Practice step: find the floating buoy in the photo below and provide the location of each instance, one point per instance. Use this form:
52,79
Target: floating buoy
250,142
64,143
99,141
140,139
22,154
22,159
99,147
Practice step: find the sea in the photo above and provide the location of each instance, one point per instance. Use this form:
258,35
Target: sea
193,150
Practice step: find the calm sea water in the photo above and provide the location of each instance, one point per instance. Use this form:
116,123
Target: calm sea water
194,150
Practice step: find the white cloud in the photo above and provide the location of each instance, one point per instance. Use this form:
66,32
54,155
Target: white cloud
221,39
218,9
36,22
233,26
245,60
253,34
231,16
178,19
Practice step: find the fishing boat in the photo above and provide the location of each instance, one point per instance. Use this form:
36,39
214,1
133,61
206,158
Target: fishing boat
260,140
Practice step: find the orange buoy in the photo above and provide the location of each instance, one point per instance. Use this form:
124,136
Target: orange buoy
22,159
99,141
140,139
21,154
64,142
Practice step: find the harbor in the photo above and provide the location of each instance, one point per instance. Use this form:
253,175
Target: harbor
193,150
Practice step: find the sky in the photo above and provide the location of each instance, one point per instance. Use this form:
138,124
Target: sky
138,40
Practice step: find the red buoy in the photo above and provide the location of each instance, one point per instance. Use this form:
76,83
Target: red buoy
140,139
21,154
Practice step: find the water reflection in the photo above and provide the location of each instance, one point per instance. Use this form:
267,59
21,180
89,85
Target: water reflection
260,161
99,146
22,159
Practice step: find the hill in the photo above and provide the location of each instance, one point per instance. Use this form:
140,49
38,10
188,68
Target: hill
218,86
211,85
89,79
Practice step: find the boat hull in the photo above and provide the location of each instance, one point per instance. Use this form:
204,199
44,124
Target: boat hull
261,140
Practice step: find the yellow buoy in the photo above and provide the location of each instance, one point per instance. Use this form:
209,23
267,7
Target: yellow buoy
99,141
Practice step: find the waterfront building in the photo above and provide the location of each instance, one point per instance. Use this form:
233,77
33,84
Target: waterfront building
......
Where a line above contains the word "building", show that line.

WORKED SOLUTION:
Practice step: find the waterfront building in the photo above and provide the location of each instance, one point per instance. Use this form:
Target: waterfront building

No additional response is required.